Entries for labeling with bounding boxes

────

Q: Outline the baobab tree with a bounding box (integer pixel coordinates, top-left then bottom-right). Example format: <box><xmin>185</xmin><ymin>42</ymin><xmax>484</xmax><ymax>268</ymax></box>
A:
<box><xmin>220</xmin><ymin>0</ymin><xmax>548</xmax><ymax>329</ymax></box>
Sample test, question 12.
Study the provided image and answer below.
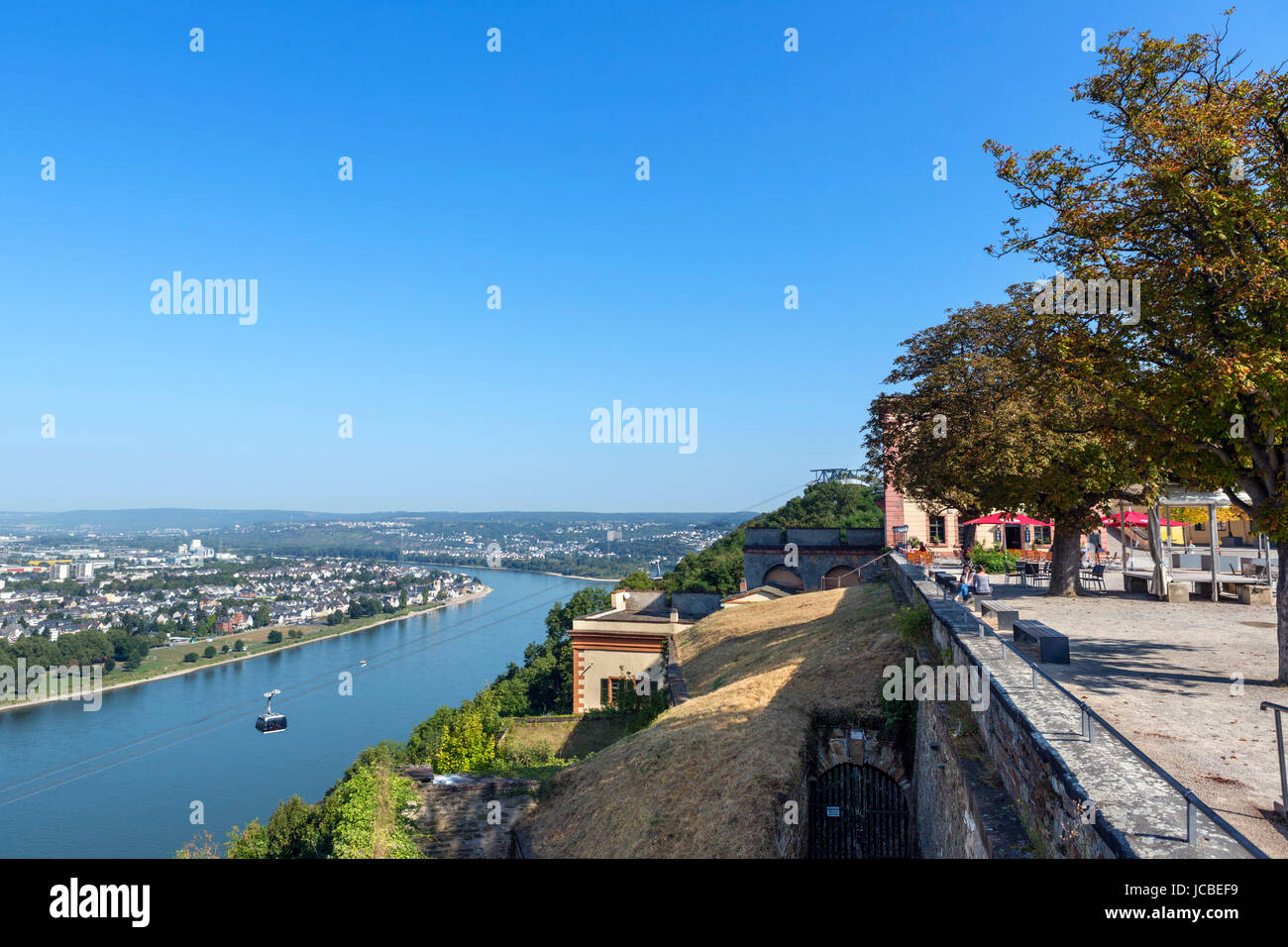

────

**What this task involves:**
Rewrite the material above as a JSON list of strings, with one string for each line and no blank lines. Leave the pictures out of your answer.

**Problem solution:**
[
  "Q: Outline the baobab tree with a bounding box (integer pixel coordinates, top-left then bottom-right). Example format: <box><xmin>185</xmin><ymin>42</ymin><xmax>484</xmax><ymax>268</ymax></box>",
  "A:",
  "<box><xmin>220</xmin><ymin>0</ymin><xmax>548</xmax><ymax>329</ymax></box>",
  "Sample test, question 12.",
  "Study the provided image and answer below."
]